- TASK LIST:
(A) In the excerpt on P50 suppression and dipole moments, what correlation between the hippocampal dipole moment ratio and the P50 suppression ratio was reported for schizophrenia patients?
(B) Rewrite the excerpt on P50 suppression and dipole moments between "Mean dipole moments" and "p = .44, respectively).", inclusive, putting "control participants" wherever "healthy comparison subjects" appears.

Mean dipole moments to paired stimuli for the hippocampus, thalamus, dorsolateral prefrontal cortex, and superior temporal gyrus for healthy comparison subjects and schizophrenia patients.
Examination of the relationship between the ratio of the dipole moment of each neural structure and P50 suppression for healthy comparison subjects revealed that the hippocampal dipole moment ratio significantly correlated with the P50 suppression ratio (r = .69, p < .01; see , top panel). Although not statistically significant, there also was some suggestion of an association between the DLPFC dipole moment ratio and the P50 suppression ratio (r = .46, p = .10). STG and thalamic dipole moment ratios were not significantly correlated with the P50 suppression ratio (r = .41, p = .15; r = .23, p = .44, respectively).
Associations between the P50 suppression ratio and the hippocampal dipole moment ratio for healthy comparison subjects and schizophrenia patients.
A somewhat different pattern of associations emerged for schizophrenia patients. In contrast to healthy subjects, patients did not exhibit a significant correlation between the hippocampal dipole moment ratio and the P50 suppression ratio (r = .21, p = .43; see , bottom panel). A significant association was observed between the DLPFC dipole moment ratio and the P50 suppression ratio (r = .61, p < .05). Similar to healthy individuals, correlations between the P50 ratio and the STG or the thalamic dipole moment ratios were not statistically significant (r = .06, p = .82; r = .00, p = .99, respectively).
Planned comparisons were conducted to examine whether the groups differed statistically in the strength of the relationships between the dipole moment ratio for each neural source and the P50 ratio score. For the association between the hippocampal dipole moment ratio and the P50 suppression ratio, the group difference fell just short of conventional levels of statistical significance (p = .06, one-tailed). There were no significant group differences in the strength of relationships between DLPFC, STG or thalamus and the P50 ratio (all p’s > .18, one-tailed). Among healthy subjects, the strength of the associations also did not differ reliably between the four neural structures (p’s > .15 one-tailed), with the possible exception of a marginally significant effect involving the hippocampus and thalamus (p=.08, one-tailed). For patients with schizophrenia, the P50 ratio score correlated more strongly with the DLPFC dipole moment ratio than with the STG or thalamic dipole moment ratios (all p’s < .05).

- DATA SHOWN:
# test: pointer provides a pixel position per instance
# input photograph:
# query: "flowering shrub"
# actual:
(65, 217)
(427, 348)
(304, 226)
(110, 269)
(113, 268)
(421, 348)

- ANSWER SECTION:
(A) r = .21, p = .43, which was not a significant correlation.

(B)
Mean dipole moments to paired stimuli for the hippocampus, thalamus, dorsolateral prefrontal cortex, and superior temporal gyrus for control participants and schizophrenia patients.
Examination of the relationship between the ratio of the dipole moment of each neural structure and P50 suppression for control participants revealed that the hippocampal dipole moment ratio significantly correlated with the P50 suppression ratio (r = .69, p < .01; see , top panel). Although not statistically significant, there also was some suggestion of an association between the DLPFC dipole moment ratio and the P50 suppression ratio (r = .46, p = .10). STG and thalamic dipole moment ratios were not significantly correlated with the P50 suppression ratio (r = .41, p = .15; r = .23, p = .44, respectively).